Data excerpts:
————

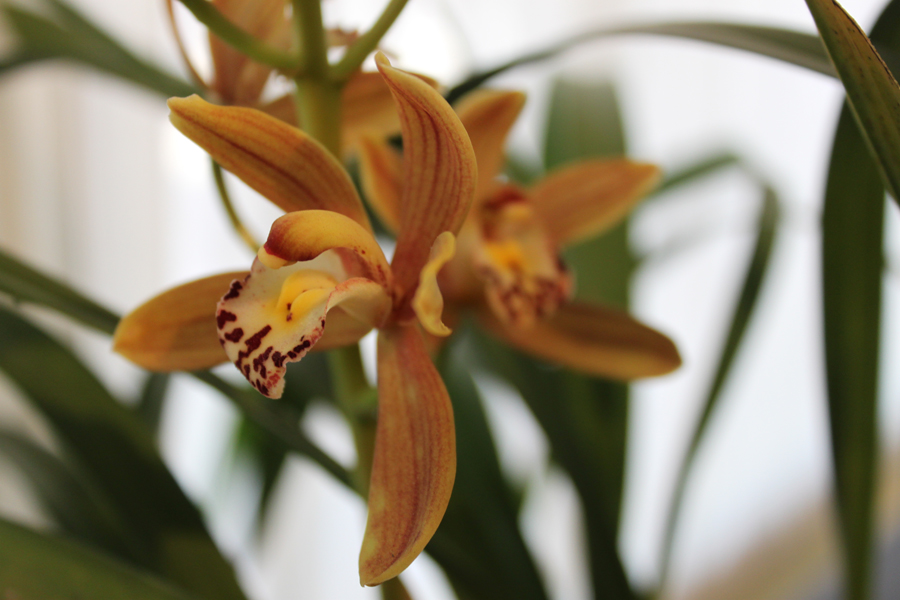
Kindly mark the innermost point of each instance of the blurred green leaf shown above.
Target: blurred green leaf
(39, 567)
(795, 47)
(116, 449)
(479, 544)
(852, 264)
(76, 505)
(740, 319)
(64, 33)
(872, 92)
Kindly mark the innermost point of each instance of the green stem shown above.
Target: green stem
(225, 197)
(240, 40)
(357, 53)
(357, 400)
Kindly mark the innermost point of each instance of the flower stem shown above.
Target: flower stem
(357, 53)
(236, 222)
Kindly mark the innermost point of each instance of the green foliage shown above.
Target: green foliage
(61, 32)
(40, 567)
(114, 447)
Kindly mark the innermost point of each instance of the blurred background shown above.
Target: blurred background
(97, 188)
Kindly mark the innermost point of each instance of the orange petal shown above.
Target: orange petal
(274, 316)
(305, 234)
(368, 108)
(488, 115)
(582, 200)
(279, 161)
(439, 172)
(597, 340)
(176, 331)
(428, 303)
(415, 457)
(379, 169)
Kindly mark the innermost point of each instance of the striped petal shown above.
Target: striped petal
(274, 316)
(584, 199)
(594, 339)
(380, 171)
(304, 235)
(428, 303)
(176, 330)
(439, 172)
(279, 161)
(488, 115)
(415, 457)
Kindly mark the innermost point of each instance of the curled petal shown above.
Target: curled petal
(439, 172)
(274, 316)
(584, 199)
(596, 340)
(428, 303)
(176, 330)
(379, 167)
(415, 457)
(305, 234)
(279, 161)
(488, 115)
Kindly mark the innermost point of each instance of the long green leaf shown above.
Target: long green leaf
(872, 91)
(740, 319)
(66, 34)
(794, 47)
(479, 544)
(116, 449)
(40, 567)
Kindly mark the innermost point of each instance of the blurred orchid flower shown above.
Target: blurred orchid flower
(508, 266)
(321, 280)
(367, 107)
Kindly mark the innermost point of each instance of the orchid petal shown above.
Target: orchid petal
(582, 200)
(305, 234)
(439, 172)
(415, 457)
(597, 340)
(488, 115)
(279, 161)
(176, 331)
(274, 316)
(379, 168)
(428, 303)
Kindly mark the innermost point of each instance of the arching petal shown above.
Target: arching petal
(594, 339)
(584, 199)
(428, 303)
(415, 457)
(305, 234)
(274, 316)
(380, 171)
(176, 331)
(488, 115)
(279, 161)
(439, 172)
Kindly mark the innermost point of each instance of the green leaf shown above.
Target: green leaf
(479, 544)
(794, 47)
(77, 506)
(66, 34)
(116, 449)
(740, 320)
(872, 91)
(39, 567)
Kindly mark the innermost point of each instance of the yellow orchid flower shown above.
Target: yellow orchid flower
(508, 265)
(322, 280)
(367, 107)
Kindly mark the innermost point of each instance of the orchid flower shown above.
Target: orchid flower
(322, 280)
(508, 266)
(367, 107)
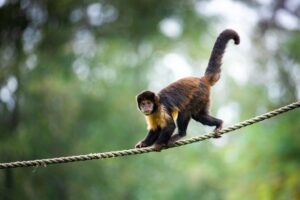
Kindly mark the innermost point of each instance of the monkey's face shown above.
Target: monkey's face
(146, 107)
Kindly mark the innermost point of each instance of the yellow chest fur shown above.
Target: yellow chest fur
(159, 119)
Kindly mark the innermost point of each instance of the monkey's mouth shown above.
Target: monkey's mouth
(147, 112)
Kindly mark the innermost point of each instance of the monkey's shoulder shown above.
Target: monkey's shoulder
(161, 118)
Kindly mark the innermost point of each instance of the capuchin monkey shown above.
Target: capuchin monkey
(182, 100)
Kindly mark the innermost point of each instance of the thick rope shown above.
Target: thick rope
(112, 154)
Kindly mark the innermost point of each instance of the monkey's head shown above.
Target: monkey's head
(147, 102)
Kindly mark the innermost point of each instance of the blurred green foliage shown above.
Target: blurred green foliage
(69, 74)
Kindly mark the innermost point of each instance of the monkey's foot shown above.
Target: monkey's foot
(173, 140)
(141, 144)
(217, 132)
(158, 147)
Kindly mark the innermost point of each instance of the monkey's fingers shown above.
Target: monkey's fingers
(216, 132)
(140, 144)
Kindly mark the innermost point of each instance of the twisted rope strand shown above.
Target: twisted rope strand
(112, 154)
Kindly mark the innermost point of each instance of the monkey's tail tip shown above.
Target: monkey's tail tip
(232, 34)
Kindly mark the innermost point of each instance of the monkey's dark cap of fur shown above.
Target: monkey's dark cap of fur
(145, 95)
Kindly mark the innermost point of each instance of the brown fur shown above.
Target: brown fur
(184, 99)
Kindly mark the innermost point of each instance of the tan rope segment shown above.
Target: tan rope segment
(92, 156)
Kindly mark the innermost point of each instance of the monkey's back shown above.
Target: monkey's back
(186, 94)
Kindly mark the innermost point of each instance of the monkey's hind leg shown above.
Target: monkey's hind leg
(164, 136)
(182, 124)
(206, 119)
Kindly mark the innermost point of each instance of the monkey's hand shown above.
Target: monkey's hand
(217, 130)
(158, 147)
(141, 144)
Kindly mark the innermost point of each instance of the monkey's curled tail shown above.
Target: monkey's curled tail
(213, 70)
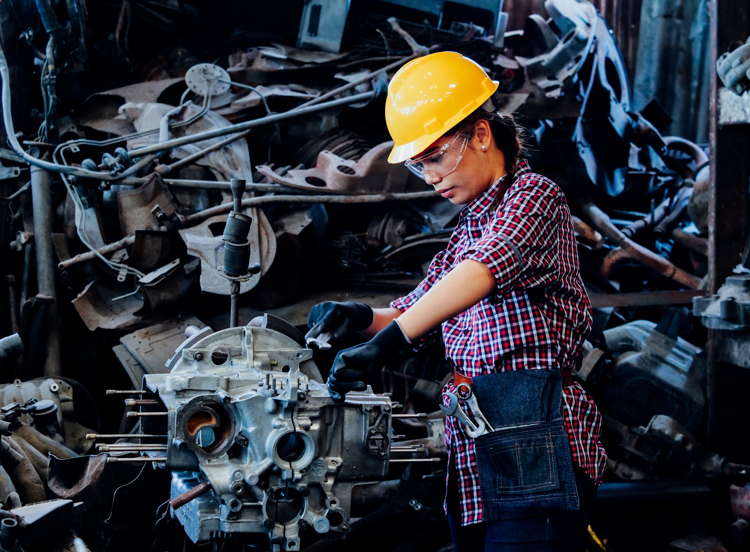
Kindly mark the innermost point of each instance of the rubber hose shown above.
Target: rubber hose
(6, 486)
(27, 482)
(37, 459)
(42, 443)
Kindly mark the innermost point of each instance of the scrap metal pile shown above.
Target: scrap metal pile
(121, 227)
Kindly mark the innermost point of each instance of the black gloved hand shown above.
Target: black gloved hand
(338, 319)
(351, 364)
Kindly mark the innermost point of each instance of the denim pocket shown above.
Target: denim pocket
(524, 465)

————

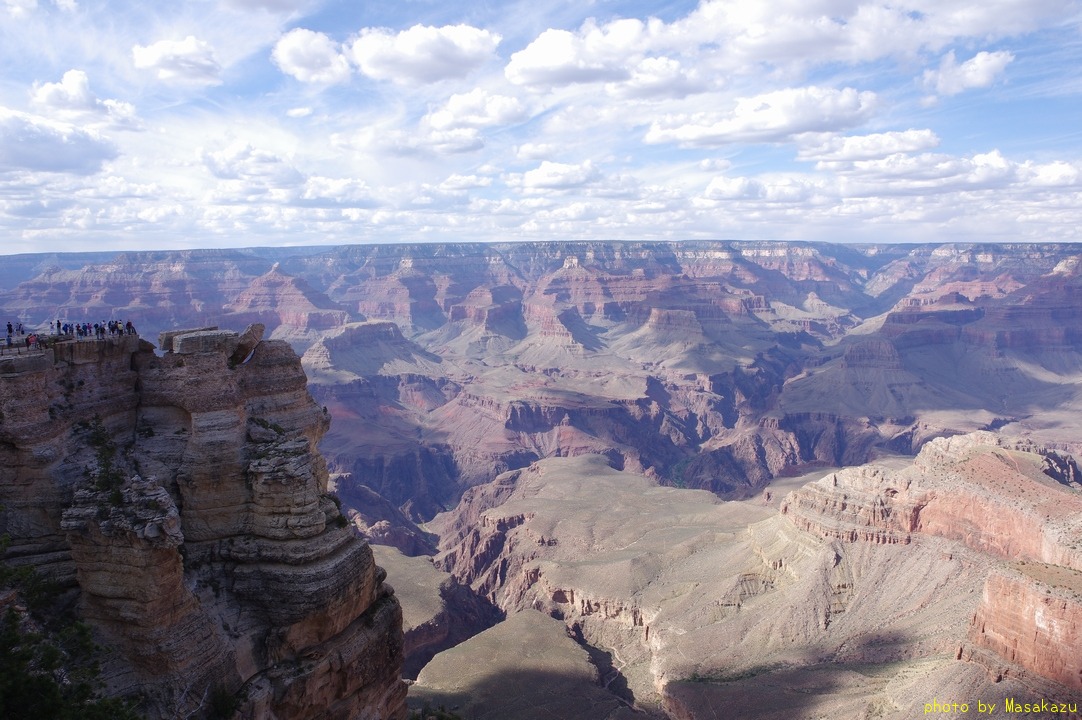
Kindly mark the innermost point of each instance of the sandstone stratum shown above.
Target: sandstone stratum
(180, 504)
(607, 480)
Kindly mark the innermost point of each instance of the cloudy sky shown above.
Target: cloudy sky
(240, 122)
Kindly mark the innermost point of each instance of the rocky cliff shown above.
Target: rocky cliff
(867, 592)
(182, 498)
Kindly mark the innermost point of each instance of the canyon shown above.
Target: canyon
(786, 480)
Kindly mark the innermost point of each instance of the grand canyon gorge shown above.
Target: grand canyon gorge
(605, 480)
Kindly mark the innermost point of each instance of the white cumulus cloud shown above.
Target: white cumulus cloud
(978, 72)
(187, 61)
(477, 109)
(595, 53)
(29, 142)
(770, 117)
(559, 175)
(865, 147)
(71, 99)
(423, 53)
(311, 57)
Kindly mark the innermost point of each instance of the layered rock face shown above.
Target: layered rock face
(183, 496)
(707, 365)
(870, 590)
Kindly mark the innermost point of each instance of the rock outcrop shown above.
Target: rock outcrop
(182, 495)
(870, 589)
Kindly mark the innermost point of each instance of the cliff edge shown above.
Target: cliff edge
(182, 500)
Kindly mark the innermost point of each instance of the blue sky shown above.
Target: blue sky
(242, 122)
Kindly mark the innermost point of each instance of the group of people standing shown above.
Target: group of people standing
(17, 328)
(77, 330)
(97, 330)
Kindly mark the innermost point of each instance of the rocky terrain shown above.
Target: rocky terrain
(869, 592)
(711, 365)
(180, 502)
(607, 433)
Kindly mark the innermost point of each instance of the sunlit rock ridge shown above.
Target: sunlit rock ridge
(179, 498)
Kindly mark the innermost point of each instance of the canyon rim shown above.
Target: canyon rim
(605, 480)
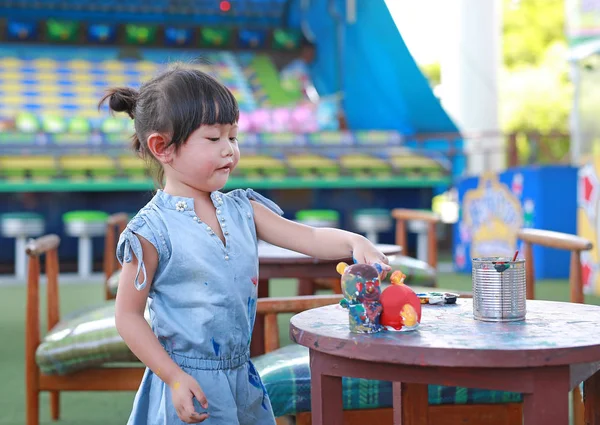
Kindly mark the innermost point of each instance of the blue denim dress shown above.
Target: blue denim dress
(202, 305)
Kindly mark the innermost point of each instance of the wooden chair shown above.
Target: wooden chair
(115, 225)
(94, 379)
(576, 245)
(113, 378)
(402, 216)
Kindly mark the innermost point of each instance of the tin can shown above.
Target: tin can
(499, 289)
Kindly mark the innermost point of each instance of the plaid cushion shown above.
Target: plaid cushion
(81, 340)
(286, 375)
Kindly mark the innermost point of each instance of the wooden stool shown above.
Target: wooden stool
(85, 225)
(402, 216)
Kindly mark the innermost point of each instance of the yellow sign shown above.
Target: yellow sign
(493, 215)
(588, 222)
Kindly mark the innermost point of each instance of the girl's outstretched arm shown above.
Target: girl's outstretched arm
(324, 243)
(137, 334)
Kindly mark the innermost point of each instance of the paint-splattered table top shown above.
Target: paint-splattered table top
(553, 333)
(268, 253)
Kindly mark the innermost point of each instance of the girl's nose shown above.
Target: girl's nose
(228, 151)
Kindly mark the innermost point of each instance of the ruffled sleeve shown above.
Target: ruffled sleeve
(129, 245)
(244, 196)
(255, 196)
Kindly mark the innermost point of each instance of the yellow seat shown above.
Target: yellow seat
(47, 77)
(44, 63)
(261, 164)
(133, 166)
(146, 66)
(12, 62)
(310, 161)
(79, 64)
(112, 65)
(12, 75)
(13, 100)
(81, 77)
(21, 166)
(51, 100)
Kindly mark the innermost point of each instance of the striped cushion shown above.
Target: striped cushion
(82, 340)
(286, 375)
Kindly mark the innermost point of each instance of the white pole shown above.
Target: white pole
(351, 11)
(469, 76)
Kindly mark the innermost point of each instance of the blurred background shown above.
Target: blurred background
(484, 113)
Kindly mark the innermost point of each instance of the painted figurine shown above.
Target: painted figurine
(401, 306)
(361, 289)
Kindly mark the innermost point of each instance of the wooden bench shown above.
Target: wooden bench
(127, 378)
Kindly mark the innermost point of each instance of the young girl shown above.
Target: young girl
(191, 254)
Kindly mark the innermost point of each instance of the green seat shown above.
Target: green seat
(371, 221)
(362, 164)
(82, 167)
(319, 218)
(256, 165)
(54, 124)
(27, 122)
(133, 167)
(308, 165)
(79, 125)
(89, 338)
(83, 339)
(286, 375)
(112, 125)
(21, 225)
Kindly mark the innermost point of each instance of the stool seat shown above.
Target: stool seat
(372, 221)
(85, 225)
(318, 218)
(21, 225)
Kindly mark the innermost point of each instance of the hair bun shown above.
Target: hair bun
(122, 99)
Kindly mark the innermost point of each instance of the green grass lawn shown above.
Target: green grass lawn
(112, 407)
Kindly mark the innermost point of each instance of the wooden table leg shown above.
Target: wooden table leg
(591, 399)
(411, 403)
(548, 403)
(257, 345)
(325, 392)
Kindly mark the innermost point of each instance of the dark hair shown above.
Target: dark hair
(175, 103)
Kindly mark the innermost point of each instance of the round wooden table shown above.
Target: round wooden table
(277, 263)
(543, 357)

————

Looking at the entries above, can you reproduce exactly the lines from the one that holds "Target: flower stem" through the one that holds "Kindly mark the innermost point of each instance of the orange", and only those?

- _Result of the exercise_
Target: flower stem
(357, 53)
(236, 222)
Kindly mark the innermost point of each instance of the green foliage shown above.
Target: green foliage
(61, 32)
(40, 567)
(114, 447)
Kindly mark the innermost point of each instance of the blurred background shown above.
Target: blurred background
(97, 188)
Kindly mark the innermost point of each instance of the orange petal shown above.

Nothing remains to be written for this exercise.